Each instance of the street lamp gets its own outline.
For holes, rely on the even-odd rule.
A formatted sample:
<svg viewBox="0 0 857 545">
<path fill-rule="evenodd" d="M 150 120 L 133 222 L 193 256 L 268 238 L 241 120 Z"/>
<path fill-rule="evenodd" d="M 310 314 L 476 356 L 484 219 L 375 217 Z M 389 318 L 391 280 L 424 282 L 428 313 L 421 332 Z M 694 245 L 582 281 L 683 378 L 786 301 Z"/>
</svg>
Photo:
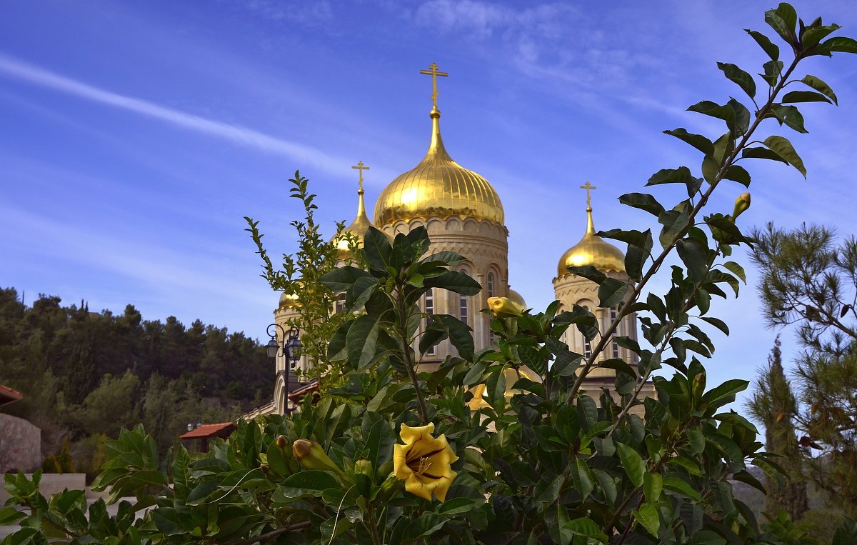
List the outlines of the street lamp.
<svg viewBox="0 0 857 545">
<path fill-rule="evenodd" d="M 279 330 L 279 332 L 282 335 L 282 346 L 280 346 L 279 343 L 277 342 L 278 330 Z M 267 356 L 271 359 L 276 359 L 279 356 L 285 358 L 285 414 L 289 414 L 291 412 L 289 410 L 289 370 L 293 365 L 297 363 L 297 360 L 301 359 L 301 351 L 303 349 L 303 344 L 301 344 L 301 339 L 298 338 L 300 330 L 292 326 L 291 328 L 289 329 L 288 334 L 286 334 L 286 331 L 282 326 L 274 323 L 267 326 L 267 334 L 268 337 L 271 338 L 268 344 L 265 345 L 265 351 L 267 352 Z"/>
</svg>

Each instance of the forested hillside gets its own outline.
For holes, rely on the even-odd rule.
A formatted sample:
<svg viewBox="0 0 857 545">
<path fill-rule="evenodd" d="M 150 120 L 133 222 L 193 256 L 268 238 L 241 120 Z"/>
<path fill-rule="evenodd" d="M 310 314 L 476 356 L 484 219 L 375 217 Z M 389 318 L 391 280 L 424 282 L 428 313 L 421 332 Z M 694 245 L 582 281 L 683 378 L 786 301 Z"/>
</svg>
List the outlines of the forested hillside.
<svg viewBox="0 0 857 545">
<path fill-rule="evenodd" d="M 189 422 L 223 422 L 270 401 L 273 364 L 242 332 L 114 314 L 40 295 L 32 306 L 0 289 L 0 384 L 24 394 L 4 412 L 42 428 L 42 454 L 68 440 L 77 470 L 91 471 L 106 435 L 143 422 L 169 446 Z"/>
</svg>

Directions for this task: Please copy all of the records above word for word, leaving out the pictures.

Result for this task:
Each instance of the street lamp gets its own outline.
For holes, rely on the even-odd rule.
A formatted sample:
<svg viewBox="0 0 857 545">
<path fill-rule="evenodd" d="M 150 120 L 133 222 L 193 256 L 268 238 L 241 120 Z"/>
<path fill-rule="evenodd" d="M 310 314 L 476 356 L 484 219 L 375 217 Z M 389 318 L 391 280 L 424 282 L 428 313 L 421 332 Z M 694 245 L 582 281 L 683 378 L 786 301 Z"/>
</svg>
Photo:
List the outlines of the street lamp.
<svg viewBox="0 0 857 545">
<path fill-rule="evenodd" d="M 279 330 L 279 332 L 282 335 L 282 346 L 280 346 L 279 343 L 277 342 L 278 330 Z M 267 356 L 271 359 L 276 359 L 279 356 L 285 358 L 285 414 L 289 414 L 291 412 L 289 410 L 289 370 L 293 365 L 297 363 L 297 360 L 301 359 L 301 351 L 303 349 L 303 344 L 301 344 L 301 339 L 298 338 L 300 330 L 292 326 L 291 328 L 289 329 L 288 334 L 286 334 L 286 331 L 282 326 L 274 323 L 267 326 L 267 334 L 268 337 L 271 338 L 268 344 L 265 345 L 265 351 L 267 352 Z"/>
</svg>

Each instance of the forested hillside gets its own outline.
For holes, rely on the even-odd rule.
A formatted sample:
<svg viewBox="0 0 857 545">
<path fill-rule="evenodd" d="M 150 120 L 133 222 L 193 256 L 268 238 L 241 120 Z"/>
<path fill-rule="evenodd" d="M 310 314 L 476 356 L 484 219 L 375 217 Z M 389 318 L 391 280 L 424 282 L 428 313 L 421 332 Z M 694 245 L 582 281 L 683 378 L 786 301 Z"/>
</svg>
List the outlines of the forested hillside.
<svg viewBox="0 0 857 545">
<path fill-rule="evenodd" d="M 189 422 L 223 422 L 270 401 L 273 364 L 242 332 L 114 314 L 40 295 L 32 306 L 0 289 L 0 384 L 24 394 L 4 412 L 42 428 L 42 454 L 68 440 L 77 470 L 91 471 L 106 435 L 143 422 L 169 446 Z"/>
</svg>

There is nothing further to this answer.